Your assignment:
According to the case summary, in what year was the Plaintiff injured in the collision?

$40,000 Non-Pecuniary Damage Assessment For Chronic Grade 2 Whiplash
Reasons for judgement were released last week by the BC Supreme Court, Kamloops Registry, assessing damages caused by a motor vehicle collision.
In last week’s case (Cameron v. Hsu) the Plaintiff was injured in a 2008 collision. The Plaintiff was rear-ended and pushed into the vehicle ahead of him. Fault for the crash was admitted by the Defendant focusing the trial on quantum of damages. The Plaintiff sustained a Grade 2 Whiplash Associated Disorder as a result of the collision. His symptoms continued at the time of trial some three years following the crash. In assessing non-pecuniary damages at $40,000 Madam Justice Hyslop provided the following reasons:
 I have concluded that Mr. Cameron did suffer neck and shoulder injuries as a result of the accident. As a result of these injuries he suffered headaches. Those appear to no longer occur or are infrequent.
 I also conclude that these injuries caused Mr. Cameron difficulties in certain seasons at which time Mr. Cameron sought physiotherapy to resolve the symptoms.
 I have also concluded and take into consideration in assessing Mr. Cameron’s claim for pain and suffering that Mr. Cameron, at the outset, had a tendency to “myofascial pain in the neck and upper shoulders” [Dr. Laidlow] several years before the 2007 accident. I also conclude that before this accident that Mr. Cameron’s injuries from the 2007 accident were resolved. I also conclude that Mr. Cameron has resisted doing exercises designed to assist or improve the mobility and flexibility in his neck and in the area of his upper shoulder…
 Mr. Cameron, at the time of the trial, continued to suffer from tightness in the shoulder and neck beyond that of his pre-existing condition. Mr. Cameron did not lose time at work and he never thought he should do so or would do so. Mr. Cameron, as confirmed by the evidence of his father, sought medical treatment only when there was something wrong. The evidence is that Mr. Cameron has difficulty with his neck and shoulder when doing office work and not when working on-site and in good weather.
 Mr. Cameron chose not to pursue exercise as recommended by Dr. Laidlow and his physiotherapist, so it is difficult to determine the progress he would have made had he done so. Taking that into consideration, I award Mr. Cameron general damages in the amount $40,000.00 for pain and suffering and loss of enjoyment of life.

Extracted information:
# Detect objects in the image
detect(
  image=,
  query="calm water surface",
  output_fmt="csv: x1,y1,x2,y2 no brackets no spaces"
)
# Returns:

Solution to this task:
The Plaintiff was injured in a 2008 collision.